Vorgegebener Text:
····················
Entscheidungsstichwort (Thema)
Überbrückungsbeihilfe – Anrechnung einer Unfallrente
Leitsatz (amtlich)
Auf eine Überbrückungsbeihilfe nach § 4 TV SozSich, die ein ausgeschiedener Arbeitnehmer der US-Stationierungsstreitkräfte beanspruchen kann, ist gemäß § 5 Buchst. b TV SozSich eine gesetzliche Unfallrente anzurechnen.
Zur Anrechnung einer US-Militärrente auf eine Überbrückungsbeihilfe nach TV SozSich: vgl. Senatsurteil vom 16. Juli 1998 - 6 AZR 672/96 - AP TVG § 4 Rationalisierungsschutz Nr. 27
Normenkette
Tarifvertrag zur sozialen Sicherung bei den Stationierungsstreitkräften im Gebiet der Bundesrepublik Deutschland vom 31. August 1971 (TV SozSich) §§ 3-5
Verfahrensgang
Tenor
1. Die Revision des Klägers gegen das Urteil des Landesarbeitsgerichts Rheinland-Pfalz vom 28. Juli 1997 - 9 Sa 508/97 - wird zurückgewiesen.
2. Der Kläger trägt die Kosten der Revision.
Tatbestand
Die Parteien streiten darüber, ob die Beklagte auf die dem Kläger zustehende Überbrückungsbeihilfe eine Unfallrente anrechnen darf.
Der Kläger war seit dem 7. April 1965 bei den US-Streitkräften als Control Lead Inspector beschäftigt. Dieses Arbeitsverhältnis, auf das aufgrund einzelvertraglicher Vereinbarung der TV AL II Anwendung fand, wurde wegen Truppenreduzierung durch einen Vergleich der Parteien mit Ablauf des 31. Januar 1996 beendet.
Der Kläger erhielt von der Beklagten wegen der Beendigung des Arbeitsverhältnisses eine Überbrückungsbeihilfe nach dem Tarifvertrag zur sozialen Sicherung bei den Stationierungsstreitkräften im Gebiet der Bundesrepublik Deutschland vom 31. August 1971 (TV SozSich). Auf die Überbrückungsbeihilfe rechnete die Beklagte eine gesetzliche Unfallrente an, die der Kläger wegen eines am 20. Januar 1988 erlittenen Arbeitsunfalls erhielt, und zahlte dem Kläger die Überbrückungsbeihilfe monatlich um 737,20 DM gekürzt aus.
····················
Beschriftete Kontureinträge
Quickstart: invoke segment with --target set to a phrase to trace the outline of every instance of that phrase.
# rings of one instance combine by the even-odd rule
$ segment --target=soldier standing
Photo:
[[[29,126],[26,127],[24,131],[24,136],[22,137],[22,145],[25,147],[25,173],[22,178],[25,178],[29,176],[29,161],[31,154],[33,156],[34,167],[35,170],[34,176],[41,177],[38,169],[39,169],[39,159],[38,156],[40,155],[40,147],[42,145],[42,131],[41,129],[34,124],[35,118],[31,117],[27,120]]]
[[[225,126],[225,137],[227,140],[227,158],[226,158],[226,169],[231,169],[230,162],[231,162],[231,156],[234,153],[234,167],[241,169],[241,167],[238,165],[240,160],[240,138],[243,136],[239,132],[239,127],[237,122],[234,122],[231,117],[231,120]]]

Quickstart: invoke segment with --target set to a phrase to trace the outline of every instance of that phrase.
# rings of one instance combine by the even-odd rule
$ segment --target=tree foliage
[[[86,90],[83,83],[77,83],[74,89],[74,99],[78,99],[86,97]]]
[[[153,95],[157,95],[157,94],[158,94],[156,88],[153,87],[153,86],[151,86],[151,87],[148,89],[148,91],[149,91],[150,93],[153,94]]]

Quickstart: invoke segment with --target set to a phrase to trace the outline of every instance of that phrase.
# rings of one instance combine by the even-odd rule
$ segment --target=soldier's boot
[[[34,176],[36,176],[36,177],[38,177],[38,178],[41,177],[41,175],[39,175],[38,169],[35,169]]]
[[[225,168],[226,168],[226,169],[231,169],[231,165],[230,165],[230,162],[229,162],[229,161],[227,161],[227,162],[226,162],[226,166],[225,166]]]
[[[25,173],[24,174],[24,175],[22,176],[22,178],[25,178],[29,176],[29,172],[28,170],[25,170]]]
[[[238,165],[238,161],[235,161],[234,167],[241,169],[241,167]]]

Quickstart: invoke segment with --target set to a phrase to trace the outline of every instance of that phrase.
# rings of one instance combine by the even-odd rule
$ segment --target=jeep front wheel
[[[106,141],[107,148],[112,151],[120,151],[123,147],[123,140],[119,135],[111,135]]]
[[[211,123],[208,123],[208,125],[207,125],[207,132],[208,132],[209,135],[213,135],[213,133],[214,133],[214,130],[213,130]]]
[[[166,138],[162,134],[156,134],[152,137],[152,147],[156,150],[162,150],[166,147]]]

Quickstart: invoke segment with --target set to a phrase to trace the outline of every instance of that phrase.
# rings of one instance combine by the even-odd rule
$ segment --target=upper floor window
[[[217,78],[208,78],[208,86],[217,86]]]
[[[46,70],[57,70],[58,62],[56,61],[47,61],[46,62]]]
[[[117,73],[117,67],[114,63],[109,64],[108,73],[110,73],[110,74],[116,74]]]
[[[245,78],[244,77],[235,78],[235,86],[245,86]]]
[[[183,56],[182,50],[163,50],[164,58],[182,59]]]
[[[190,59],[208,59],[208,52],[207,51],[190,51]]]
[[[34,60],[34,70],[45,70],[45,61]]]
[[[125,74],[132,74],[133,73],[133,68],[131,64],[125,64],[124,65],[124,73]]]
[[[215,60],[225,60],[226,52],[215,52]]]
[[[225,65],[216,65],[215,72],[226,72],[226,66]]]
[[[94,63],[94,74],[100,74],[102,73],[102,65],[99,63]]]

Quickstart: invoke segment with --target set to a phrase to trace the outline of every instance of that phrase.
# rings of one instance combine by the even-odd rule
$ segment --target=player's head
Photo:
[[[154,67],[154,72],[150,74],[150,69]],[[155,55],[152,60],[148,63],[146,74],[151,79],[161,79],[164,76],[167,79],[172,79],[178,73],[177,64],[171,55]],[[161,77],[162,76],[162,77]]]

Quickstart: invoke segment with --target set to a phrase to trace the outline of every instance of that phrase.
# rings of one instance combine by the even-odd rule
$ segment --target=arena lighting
····················
Zu erledigen:
1. Schreiben Sie bitte den Text zur Überbrückungsbeihilfe von "2. Der Kläger" bis einschließlich "Januar 1996 beendet." wortgetreu ab.
2. Geben Sie die Zeilen, die auf den Text zur Überbrückungsbeihilfe folgen, unverändert wieder, und zwar von der ersten Zeile bis einschließlich der Zeile mit "[[[238,165],[238,161],[235,161],[234,167],[241,169],[241,167]]]".
Der Text zur Überbrückungsbeihilfe und die Zeilen haben nichts miteinander zu tun.

Ergebnisse nacheinander:
1.
2. Der Kläger trägt die Kosten der Revision.
Tatbestand
Die Parteien streiten darüber, ob die Beklagte auf die dem Kläger zustehende Überbrückungsbeihilfe eine Unfallrente anrechnen darf.
Der Kläger war seit dem 7. April 1965 bei den US-Streitkräften als Control Lead Inspector beschäftigt. Dieses Arbeitsverhältnis, auf das aufgrund einzelvertraglicher Vereinbarung der TV AL II Anwendung fand, wurde wegen Truppenreduzierung durch einen Vergleich der Parteien mit Ablauf des 31. Januar 1996 beendet.

2.
Quickstart: invoke segment with --target set to a phrase to trace the outline of every instance of that phrase.
# rings of one instance combine by the even-odd rule
$ segment --target=soldier standing
Photo:
[[[29,126],[26,127],[24,131],[24,136],[22,137],[22,145],[25,147],[25,173],[22,178],[25,178],[29,176],[29,161],[31,154],[33,156],[34,167],[35,170],[34,176],[41,177],[38,169],[39,169],[39,159],[38,156],[40,155],[40,147],[42,145],[42,131],[41,129],[34,124],[35,118],[31,117],[27,120]]]
[[[225,126],[225,137],[227,140],[227,158],[226,158],[226,169],[231,169],[230,162],[231,162],[231,156],[234,153],[234,167],[241,169],[241,167],[238,165],[240,160],[240,138],[243,136],[239,132],[239,127],[237,122],[234,122],[231,117],[231,120]]]

Quickstart: invoke segment with --target set to a phrase to trace the outline of every instance of that phrase.
# rings of one instance combine by the even-odd rule
$ segment --target=tree foliage
[[[86,90],[83,83],[77,83],[74,89],[74,99],[78,99],[86,97]]]
[[[153,95],[157,95],[157,94],[158,94],[156,88],[153,87],[153,86],[151,86],[151,87],[148,89],[148,91],[149,91],[150,93],[153,94]]]

Quickstart: invoke segment with --target set to a phrase to trace the outline of every instance of that phrase.
# rings of one instance combine by the even-odd rule
$ segment --target=soldier's boot
[[[34,176],[36,176],[36,177],[38,177],[38,178],[41,177],[41,175],[39,175],[38,169],[35,169]]]
[[[225,168],[226,168],[226,169],[231,169],[231,165],[230,165],[230,162],[229,162],[229,161],[227,161],[227,162],[226,162],[226,166],[225,166]]]
[[[25,173],[24,174],[24,175],[22,176],[22,178],[25,178],[29,176],[29,172],[28,170],[25,170]]]
[[[238,165],[238,161],[235,161],[234,167],[241,169],[241,167]]]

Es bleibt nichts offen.